*本文*.
=====

今回は、区分所有建物の現地調査の第一歩となる、玄関の開錠についてです。

 

相続財産清算人選任の申立人から、被相続人の自宅の鍵の引継ぎがなかった場合には、鍵の専門業者の方に依頼して玄関を開錠する必要があります。

 

私がかつて管理した被相続人の自宅は、いずれも玄関の鍵がありませんでした。
自治体が空き家管理のために申し立てをしたものでしたので、生前の被相続人とのつながりはないため、玄関の鍵に限らず被相続人の財産に関するものはほとんど引継ぎがない状態でした。
そのため、玄関の鍵を開錠したうえで、鍵交換をしました。

 

幸い、私が管理した区分所有建物については、被相続人の成年後見人が相続財産清算人の選任申立てをしたケースでしたので、玄関の鍵を含め被相続人の財産関連の物品一式を引き継ぐことができました。

 

もっとも、仮に玄関の鍵がなく、開錠したうえで鍵交換が必要になる場合、区分所有建物特有の注意点があります。

=====

*データ*.
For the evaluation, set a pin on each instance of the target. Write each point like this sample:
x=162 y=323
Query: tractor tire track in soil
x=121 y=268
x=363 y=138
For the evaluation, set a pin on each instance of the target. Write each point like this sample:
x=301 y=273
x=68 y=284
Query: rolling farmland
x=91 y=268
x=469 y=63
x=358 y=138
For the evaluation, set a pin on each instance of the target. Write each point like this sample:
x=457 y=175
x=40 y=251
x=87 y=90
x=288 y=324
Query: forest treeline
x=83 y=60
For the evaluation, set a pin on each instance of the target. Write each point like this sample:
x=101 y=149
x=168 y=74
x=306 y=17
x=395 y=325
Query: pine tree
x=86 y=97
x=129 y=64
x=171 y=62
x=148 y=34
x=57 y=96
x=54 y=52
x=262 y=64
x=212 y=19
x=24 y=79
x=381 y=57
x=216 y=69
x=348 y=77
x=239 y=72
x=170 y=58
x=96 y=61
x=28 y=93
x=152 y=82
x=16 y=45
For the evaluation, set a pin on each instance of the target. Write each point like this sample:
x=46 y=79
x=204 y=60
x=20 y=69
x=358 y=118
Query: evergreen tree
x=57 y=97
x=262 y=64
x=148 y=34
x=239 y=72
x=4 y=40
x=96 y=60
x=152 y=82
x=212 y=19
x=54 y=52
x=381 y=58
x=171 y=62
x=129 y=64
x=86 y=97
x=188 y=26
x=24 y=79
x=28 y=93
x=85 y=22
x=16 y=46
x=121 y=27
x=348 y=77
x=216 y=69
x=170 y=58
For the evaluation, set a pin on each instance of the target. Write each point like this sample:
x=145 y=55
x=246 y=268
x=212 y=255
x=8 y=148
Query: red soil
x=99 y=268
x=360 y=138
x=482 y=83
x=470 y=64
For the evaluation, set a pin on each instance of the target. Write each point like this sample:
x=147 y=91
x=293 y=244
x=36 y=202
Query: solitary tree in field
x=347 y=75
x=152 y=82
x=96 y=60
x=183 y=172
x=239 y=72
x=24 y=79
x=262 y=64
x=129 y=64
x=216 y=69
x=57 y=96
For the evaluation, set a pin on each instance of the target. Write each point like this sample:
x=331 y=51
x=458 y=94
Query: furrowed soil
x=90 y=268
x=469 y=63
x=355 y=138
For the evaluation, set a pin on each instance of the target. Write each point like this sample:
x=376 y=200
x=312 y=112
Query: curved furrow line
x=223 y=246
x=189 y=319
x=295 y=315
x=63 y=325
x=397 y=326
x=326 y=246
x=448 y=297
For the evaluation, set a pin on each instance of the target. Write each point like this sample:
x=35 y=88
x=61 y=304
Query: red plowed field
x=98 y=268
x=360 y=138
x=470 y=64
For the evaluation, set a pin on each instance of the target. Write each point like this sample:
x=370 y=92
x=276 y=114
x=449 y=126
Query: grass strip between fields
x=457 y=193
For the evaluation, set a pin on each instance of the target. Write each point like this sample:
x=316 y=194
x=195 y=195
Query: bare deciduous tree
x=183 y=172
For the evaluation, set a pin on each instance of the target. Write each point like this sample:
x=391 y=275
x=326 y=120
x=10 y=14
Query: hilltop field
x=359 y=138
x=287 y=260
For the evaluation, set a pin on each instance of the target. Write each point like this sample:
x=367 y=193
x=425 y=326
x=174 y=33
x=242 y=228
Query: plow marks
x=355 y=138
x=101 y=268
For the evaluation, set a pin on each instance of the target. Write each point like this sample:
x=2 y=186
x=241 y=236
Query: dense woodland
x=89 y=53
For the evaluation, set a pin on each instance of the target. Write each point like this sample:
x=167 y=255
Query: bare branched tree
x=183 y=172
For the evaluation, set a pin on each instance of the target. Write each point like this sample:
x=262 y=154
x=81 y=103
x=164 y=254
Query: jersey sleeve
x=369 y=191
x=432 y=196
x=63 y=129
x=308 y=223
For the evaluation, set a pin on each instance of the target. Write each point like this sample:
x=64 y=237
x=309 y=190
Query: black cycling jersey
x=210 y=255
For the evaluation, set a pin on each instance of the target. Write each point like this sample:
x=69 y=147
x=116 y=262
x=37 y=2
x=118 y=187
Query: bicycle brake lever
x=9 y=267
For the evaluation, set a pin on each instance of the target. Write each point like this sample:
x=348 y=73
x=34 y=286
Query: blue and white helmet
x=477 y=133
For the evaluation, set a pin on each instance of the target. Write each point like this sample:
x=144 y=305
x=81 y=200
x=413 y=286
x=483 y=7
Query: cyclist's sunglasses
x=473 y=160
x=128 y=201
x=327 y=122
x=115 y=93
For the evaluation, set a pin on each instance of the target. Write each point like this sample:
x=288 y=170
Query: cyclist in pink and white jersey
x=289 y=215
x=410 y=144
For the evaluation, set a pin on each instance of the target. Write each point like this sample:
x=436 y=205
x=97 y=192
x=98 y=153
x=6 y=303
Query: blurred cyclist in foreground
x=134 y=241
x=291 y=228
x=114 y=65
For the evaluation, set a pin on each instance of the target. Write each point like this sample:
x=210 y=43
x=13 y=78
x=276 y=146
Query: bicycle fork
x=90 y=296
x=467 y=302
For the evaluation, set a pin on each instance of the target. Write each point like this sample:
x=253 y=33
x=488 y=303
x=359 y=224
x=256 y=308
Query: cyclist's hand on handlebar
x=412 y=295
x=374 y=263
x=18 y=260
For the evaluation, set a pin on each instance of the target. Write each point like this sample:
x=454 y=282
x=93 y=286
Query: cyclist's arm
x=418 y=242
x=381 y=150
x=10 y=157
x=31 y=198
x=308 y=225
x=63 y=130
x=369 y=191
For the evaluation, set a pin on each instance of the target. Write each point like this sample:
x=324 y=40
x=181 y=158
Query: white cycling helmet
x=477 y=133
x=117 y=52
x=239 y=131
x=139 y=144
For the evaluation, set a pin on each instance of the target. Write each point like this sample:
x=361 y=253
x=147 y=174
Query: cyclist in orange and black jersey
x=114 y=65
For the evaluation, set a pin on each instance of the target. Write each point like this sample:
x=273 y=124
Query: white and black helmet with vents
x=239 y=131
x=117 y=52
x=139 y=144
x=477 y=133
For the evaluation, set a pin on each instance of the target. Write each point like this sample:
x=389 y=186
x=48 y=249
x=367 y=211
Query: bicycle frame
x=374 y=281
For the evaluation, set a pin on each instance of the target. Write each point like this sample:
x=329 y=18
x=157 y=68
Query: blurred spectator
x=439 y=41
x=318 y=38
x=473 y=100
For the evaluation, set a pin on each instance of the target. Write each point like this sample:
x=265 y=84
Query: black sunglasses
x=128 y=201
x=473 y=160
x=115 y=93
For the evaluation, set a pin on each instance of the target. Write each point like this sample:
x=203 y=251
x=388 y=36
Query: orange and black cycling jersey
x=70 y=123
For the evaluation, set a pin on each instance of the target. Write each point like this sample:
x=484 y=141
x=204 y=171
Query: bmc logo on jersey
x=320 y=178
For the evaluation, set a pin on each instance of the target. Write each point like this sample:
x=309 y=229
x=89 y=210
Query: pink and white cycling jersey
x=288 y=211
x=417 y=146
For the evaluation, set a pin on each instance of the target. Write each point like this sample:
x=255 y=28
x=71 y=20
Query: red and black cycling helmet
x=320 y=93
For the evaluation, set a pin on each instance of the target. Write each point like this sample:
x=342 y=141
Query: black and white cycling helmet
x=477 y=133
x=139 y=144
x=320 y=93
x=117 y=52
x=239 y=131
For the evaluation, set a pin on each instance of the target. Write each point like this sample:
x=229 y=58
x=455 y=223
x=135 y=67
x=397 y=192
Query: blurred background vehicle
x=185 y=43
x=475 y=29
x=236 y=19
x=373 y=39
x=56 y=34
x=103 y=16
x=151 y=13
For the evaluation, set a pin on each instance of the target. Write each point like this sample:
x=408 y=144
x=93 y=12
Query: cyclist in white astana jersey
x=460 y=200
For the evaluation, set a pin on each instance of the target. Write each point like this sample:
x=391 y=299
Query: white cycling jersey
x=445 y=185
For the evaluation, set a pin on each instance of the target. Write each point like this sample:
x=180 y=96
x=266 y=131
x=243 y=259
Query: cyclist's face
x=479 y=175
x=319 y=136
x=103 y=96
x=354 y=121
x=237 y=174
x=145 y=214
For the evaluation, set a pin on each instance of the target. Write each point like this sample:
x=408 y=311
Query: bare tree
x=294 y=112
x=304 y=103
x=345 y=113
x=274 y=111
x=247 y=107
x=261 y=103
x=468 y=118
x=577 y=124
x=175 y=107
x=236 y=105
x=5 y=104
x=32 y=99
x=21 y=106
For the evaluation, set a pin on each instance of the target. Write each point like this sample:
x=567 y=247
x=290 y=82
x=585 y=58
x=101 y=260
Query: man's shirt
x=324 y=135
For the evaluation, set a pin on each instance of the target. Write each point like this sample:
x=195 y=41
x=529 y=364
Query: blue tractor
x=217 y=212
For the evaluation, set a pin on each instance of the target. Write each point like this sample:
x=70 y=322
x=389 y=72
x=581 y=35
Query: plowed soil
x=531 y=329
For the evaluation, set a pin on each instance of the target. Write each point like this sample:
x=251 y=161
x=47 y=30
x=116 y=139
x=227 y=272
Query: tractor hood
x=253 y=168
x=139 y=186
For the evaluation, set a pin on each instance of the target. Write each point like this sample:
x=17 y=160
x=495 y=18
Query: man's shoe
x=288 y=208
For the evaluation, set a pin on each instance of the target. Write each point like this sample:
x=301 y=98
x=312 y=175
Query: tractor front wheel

=====

*課題*.
**A)** 玄関の開錠に関する本文のうち、「相続財産清算人選任の申立人か」から「を引き継ぐことができました。」までを両端を含めて書き出してください。その際、「相続財産清算人」を「相続財産管理人」に置き換えてください。
**B)** 玄関の開錠を扱う本文の続きを、最後の文の直後から書き進めてください。

*課題別の解答*.
**A)**
相続財産管理人選任の申立人から、被相続人の自宅の鍵の引継ぎがなかった場合には、鍵の専門業者の方に依頼して玄関を開錠する必要があります。

 

私がかつて管理した被相続人の自宅は、いずれも玄関の鍵がありませんでした。
自治体が空き家管理のために申し立てをしたものでしたので、生前の被相続人とのつながりはないため、玄関の鍵に限らず被相続人の財産に関するものはほとんど引継ぎがない状態でした。
そのため、玄関の鍵を開錠したうえで、鍵交換をしました。

 

幸い、私が管理した区分所有建物については、被相続人の成年後見人が相続財産管理人の選任申立てをしたケースでしたので、玄関の鍵を含め被相続人の財産関連の物品一式を引き継ぐことができました。

**B)**
 

区分所有建物においては、一般的に玄関扉自体は共有部分、内側の塗装部分は専有部分、錠も専有部分になります。
錠が専有部分であれば、相続財産清算人側で鍵交換が可能であると考えられますが、前もって管理規約を確認し、錠が専有部分であることを確認するべきです。

 

例えば、国土交通省のウェブサイトで公開されている単棟型の標準管理規約第7条第2項第2号においては、錠は専有部分とされています。

 

参考リンク:マンション標準管理規約(単棟型)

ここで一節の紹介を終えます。